Yeah it could be a fluke, when i got my car there was no record to what it had spec wise so i was pleasantly suprised with some stuff i didnt know it had, will check the footwells when i get it back


----------



## London TT (Apr 2, 2012)

A great thread and im sure the 'how too' will come in V handy..

Seeing as im by bluewater, you may just get a PM from me re: Coding Gizmo


----------



## Gizmo68 (Feb 26, 2012)

London TT said:


> A great thread and im sure the 'how too' will come in V handy..
> 
> Seeing as im by bluewater, you may just get a PM from me re: Coding Gizmo


No problem, fire away when you are ready. [smiley=thumbsup.gif]


----------



## Patrizio72 (Mar 22, 2011)

Very valuable info from gizmo, great to have guides on stuff like this


----------



## IC_HOTT (May 29, 2010)

Gizmo68 said:


> I used: 6L0 947 415 - Lights x2
> 
> If you decide to use the TT boot lights instead of the above ones then you will need:[/b]
> 4B0 947 415A Lights x2 (same as the one in the boot / glovebox)


Hi Gizmo68
- can you remember what the dealer prices are for the light units please ?


----------



## Gizmo68 (Feb 26, 2012)

grasmere said:


> Gizmo68 said:
> 
> 
> > I used: 6L0 947 415 - Lights x2
> ...


Yes the 6L0 947 415 ones are £9.18 each.

The other lights I already had.


----------



## IC_HOTT (May 29, 2010)

Gizmo68 said:


> grasmere said:
> 
> 
> > Gizmo68 said:
> ...


cheers mate - ordering Tuesday and thanks for all the details on this and the other thread


----------



## IC_HOTT (May 29, 2010)

bits ordered - fitting and pics to follow at the weekend


----------



## maxamus007 (Mar 9, 2011)

I wish i could do this to MY08 but im not even goner attempt it as my knowledge of stuff like this is ZERO


----------



## IC_HOTT (May 29, 2010)

grasmere said:


> bits ordered - fitting and pics to follow at the weekend


well I 'would' have fitted them but dealer ordered the plastic housing for the end of the cable that plugs into the light instaed of the actual short cable itself 

When I ordered the lamp housing I expected to have to get leds off ebay but in fact the housings came with a mini led pcb inside so the lamp was all ready to go which was an unexpected bonus.

* * * * * * * * *

CHALLENGE 1 =
Repeat word for word the part of the footwell lights forum thread that opens with the words containing "When I ordered" and closes with "an unexpected bonus.".
CHALLENGE 2 =
Go on with the footwell lights forum thread from the point where it stops.

RECORDED INFORMATION =
* * * * * * * * *

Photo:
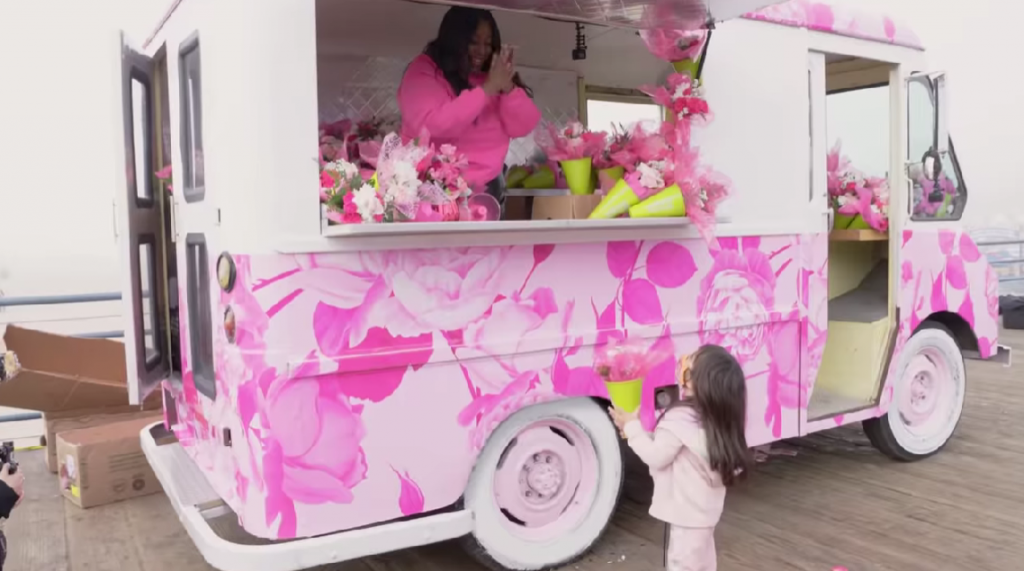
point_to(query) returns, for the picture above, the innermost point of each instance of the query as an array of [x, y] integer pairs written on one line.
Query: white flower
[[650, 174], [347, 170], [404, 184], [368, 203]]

* * * * * * * * *

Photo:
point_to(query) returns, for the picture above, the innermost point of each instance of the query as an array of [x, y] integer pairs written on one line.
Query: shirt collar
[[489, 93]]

* * * * * * * * *

EXERCISE RESULT 1 =
When I ordered the lamp housing I expected to have to get leds off ebay but in fact the housings came with a mini led pcb inside so the lamp was all ready to go which was an unexpected bonus.

EXERCISE RESULT 2 =
When I checked which was +ve and -ve between the lamp pins I found that connecting one way lit the led white and reversing the connection lit it red. (I will consider a way to make use of that later.)

Gizmo68 - when the lamps are fitted to CECM pin 50 and DIS enabled etc do the lamps only come on when eg door opened or can they be set to be on even when driving and also dimmed?


----------



## Gizmo68 (Feb 26, 2012)

grasmere said:


> grasmere said:
> 
> 
> > Gizmo88 - when the lamps are fitted to CECM pin 50 and DIS enabled etc do the lamps only come on when eg door opened or can they be set to be on even when driving and also dimmed?


When wired to the CECM (and once activated with VCDS) you then have the option of them being on whenever the sidelights or headlights are on, you can adjust the brightness of them in the DIS.
Alternatively they can be turned off and just used when a door is opened.


----------



## IC_HOTT (May 29, 2010)

cheers Gizmo68, superb guide and all done. No pics because I didnt feel anything was any different to whats already available on this thread.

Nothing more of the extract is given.